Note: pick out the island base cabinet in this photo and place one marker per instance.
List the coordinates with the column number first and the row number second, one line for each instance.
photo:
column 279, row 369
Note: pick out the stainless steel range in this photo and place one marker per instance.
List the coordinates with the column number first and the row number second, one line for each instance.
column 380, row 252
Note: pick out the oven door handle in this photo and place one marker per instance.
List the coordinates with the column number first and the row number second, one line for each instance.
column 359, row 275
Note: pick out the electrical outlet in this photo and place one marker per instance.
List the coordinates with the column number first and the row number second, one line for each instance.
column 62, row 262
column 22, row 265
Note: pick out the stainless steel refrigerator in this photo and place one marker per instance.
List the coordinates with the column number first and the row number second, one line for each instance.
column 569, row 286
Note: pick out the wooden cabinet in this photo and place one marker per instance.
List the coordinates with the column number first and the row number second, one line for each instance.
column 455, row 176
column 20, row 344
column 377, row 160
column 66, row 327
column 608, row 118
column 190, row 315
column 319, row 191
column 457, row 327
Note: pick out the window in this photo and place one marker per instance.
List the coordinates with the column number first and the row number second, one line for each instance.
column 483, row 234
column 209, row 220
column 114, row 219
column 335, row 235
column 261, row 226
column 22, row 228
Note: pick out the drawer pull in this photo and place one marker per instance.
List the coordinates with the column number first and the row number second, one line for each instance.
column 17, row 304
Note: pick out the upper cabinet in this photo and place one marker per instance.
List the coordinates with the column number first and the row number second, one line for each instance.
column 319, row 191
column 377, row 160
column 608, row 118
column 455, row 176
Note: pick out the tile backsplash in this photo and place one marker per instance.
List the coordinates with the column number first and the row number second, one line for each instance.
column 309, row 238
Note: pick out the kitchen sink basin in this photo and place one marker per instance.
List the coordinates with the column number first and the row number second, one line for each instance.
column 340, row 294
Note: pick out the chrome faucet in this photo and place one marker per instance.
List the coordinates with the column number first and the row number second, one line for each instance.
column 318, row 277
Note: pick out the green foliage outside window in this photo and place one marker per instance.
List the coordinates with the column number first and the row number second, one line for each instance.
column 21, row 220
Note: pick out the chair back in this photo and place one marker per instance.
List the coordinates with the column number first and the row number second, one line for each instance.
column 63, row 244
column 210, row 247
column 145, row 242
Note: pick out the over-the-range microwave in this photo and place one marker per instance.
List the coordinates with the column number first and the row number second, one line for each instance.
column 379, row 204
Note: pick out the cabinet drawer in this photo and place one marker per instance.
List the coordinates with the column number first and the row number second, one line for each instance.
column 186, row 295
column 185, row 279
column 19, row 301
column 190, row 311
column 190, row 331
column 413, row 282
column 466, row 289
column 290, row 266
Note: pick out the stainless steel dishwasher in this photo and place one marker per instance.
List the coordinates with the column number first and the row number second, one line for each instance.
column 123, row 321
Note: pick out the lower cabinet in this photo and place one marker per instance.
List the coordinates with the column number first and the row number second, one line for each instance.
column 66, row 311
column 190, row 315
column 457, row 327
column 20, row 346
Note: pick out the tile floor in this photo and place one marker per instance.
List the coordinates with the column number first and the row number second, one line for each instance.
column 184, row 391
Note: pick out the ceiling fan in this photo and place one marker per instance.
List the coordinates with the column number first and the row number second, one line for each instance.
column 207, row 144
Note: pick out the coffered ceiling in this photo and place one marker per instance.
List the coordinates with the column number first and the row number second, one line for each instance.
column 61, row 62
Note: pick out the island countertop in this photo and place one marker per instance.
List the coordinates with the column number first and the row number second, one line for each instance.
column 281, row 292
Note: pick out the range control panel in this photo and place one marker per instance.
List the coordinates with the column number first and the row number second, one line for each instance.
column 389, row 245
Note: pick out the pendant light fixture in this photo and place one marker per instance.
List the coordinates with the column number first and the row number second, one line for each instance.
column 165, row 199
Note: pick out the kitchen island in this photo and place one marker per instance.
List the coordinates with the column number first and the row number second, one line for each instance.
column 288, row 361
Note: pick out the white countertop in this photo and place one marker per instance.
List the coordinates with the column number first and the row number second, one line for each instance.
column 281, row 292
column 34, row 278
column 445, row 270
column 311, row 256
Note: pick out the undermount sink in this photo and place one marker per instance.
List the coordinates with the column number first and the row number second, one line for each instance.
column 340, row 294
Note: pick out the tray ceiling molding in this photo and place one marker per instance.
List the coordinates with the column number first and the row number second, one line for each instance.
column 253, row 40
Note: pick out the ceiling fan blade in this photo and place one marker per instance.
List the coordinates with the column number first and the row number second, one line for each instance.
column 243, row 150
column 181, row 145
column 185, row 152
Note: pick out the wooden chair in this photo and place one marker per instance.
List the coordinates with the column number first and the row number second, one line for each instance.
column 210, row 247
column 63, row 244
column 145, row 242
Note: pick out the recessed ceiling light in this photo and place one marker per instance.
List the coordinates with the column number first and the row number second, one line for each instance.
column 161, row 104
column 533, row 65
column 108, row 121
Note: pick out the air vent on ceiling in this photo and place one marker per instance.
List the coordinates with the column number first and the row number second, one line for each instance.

● ● ● ● ●

● Instructions for the task: The lines above from the one with "Note: pick out the chrome" through the one with "Note: pick out the cabinet" are to be duplicated exactly, ends included, with nothing added.

● Expected output:
Note: pick out the chrome faucet in this photo and place one marker per instance.
List the coordinates with the column number first and the row number second, one line for each instance.
column 318, row 277
Note: pick out the green foliage outside window in this photo and place one marker per instance.
List the coordinates with the column number first and the row number second, one line for each instance.
column 21, row 220
Note: pick out the chair back in this photo and place one marker per instance.
List the coordinates with the column number first and the row number second, one line for each instance.
column 63, row 244
column 210, row 247
column 145, row 242
Note: pick out the over-the-range microwave in this photo and place one marker per instance.
List the coordinates with the column number first and the row number second, one line for each instance.
column 379, row 204
Note: pick out the cabinet drawer in this photo and place one marker per instance.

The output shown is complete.